## Exercise requirements
Rewrite every line in full, starting at the line that contains "Mark each instance of the wooden headboard" and stopping after the line that contains "x=138 y=307", and rescale the x and y coordinates listed after each "Target:" line by 1.7, rounding to whole numbers with halves rounded up. Leave the sample coordinates that follow "in the form of this sample:" unchanged.

A run of records
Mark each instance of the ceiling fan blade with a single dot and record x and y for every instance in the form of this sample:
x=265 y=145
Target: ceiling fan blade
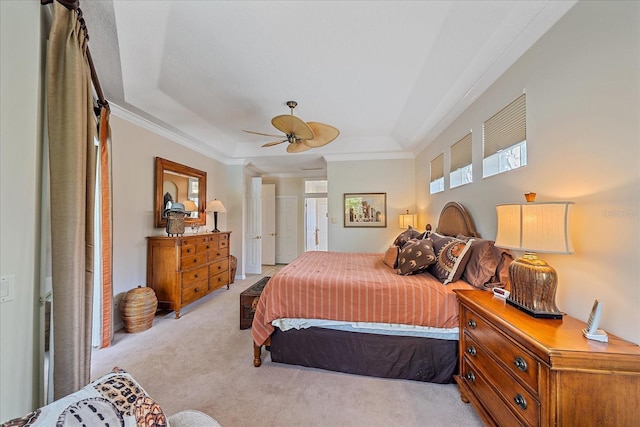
x=324 y=134
x=260 y=133
x=290 y=124
x=270 y=144
x=297 y=147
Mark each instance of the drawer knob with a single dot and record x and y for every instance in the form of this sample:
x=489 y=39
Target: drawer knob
x=520 y=401
x=471 y=377
x=520 y=364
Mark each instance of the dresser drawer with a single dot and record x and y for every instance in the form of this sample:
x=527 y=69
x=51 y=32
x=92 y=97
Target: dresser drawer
x=218 y=267
x=203 y=248
x=194 y=291
x=187 y=250
x=491 y=402
x=193 y=261
x=218 y=280
x=513 y=358
x=195 y=275
x=215 y=254
x=513 y=393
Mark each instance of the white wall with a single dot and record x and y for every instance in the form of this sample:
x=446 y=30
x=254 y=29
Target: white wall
x=583 y=112
x=20 y=142
x=394 y=177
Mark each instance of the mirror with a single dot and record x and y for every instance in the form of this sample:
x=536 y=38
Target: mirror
x=177 y=183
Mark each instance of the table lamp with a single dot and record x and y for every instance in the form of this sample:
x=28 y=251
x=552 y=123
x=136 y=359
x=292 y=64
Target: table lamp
x=215 y=206
x=534 y=227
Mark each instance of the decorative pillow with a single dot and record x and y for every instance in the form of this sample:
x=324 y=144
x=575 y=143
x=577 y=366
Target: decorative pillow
x=406 y=235
x=452 y=255
x=391 y=256
x=115 y=399
x=482 y=263
x=415 y=256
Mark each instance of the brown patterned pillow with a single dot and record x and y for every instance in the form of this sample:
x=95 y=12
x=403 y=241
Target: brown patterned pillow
x=451 y=257
x=391 y=256
x=415 y=256
x=482 y=264
x=406 y=235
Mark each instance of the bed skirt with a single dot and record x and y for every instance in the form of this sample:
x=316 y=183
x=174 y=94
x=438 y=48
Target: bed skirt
x=387 y=356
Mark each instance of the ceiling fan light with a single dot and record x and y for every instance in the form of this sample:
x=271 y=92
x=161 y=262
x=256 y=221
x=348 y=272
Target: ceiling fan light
x=291 y=124
x=298 y=147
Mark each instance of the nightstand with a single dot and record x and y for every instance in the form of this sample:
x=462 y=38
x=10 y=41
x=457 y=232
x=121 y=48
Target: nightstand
x=519 y=370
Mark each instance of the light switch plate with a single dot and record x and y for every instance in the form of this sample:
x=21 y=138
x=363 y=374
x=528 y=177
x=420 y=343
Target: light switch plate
x=7 y=288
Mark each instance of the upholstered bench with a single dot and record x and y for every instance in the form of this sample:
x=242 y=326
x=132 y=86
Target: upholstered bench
x=248 y=300
x=115 y=399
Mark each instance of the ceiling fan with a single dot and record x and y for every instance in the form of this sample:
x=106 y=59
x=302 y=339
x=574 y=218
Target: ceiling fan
x=300 y=135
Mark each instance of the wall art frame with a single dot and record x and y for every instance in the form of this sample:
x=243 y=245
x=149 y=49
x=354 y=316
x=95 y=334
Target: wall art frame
x=365 y=210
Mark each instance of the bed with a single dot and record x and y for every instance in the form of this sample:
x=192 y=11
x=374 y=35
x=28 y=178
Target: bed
x=391 y=315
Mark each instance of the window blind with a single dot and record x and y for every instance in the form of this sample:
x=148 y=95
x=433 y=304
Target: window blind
x=461 y=153
x=437 y=168
x=505 y=128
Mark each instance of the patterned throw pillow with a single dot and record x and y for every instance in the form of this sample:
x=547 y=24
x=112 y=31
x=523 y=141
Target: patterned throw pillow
x=415 y=257
x=115 y=399
x=451 y=257
x=405 y=236
x=391 y=256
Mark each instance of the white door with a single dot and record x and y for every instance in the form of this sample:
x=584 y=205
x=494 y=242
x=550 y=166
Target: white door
x=268 y=224
x=316 y=221
x=287 y=229
x=253 y=241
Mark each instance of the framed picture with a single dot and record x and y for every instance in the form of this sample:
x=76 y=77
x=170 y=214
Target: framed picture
x=365 y=209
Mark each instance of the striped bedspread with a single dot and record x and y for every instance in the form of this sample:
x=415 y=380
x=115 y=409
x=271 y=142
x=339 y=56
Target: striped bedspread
x=353 y=287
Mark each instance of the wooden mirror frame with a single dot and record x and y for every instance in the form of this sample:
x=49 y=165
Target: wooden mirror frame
x=164 y=165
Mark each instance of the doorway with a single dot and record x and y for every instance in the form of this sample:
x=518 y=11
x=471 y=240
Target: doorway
x=316 y=221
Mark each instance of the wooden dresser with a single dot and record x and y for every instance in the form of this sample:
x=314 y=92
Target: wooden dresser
x=519 y=370
x=183 y=269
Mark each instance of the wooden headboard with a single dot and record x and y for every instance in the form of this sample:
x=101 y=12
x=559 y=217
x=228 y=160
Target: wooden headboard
x=454 y=219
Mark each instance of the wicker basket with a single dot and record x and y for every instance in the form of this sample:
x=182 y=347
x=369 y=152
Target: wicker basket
x=138 y=307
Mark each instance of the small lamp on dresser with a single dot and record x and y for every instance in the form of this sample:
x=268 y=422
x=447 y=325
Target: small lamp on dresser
x=215 y=206
x=534 y=227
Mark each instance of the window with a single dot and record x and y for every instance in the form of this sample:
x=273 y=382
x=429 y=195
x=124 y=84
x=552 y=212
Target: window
x=504 y=139
x=461 y=171
x=437 y=175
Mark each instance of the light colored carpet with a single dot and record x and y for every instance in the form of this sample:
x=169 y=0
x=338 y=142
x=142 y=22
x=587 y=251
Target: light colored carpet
x=204 y=362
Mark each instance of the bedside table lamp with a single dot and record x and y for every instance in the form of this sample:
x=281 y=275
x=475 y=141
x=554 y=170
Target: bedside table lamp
x=215 y=206
x=534 y=227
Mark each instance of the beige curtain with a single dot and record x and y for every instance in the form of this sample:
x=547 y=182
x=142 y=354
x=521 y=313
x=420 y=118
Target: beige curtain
x=72 y=157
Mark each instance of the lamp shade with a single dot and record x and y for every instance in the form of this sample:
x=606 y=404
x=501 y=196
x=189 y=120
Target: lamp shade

## Solved exercise
Mark each instance of the wooden headboard with a single dot and record x and y for every instance in the form of this sample:
x=101 y=12
x=559 y=217
x=228 y=160
Target: wooden headboard
x=772 y=372
Mark each instance of the wicker basket with a single dot and record x and y for every instance in the form of this sample:
x=182 y=347
x=369 y=152
Target: wicker basket
x=235 y=522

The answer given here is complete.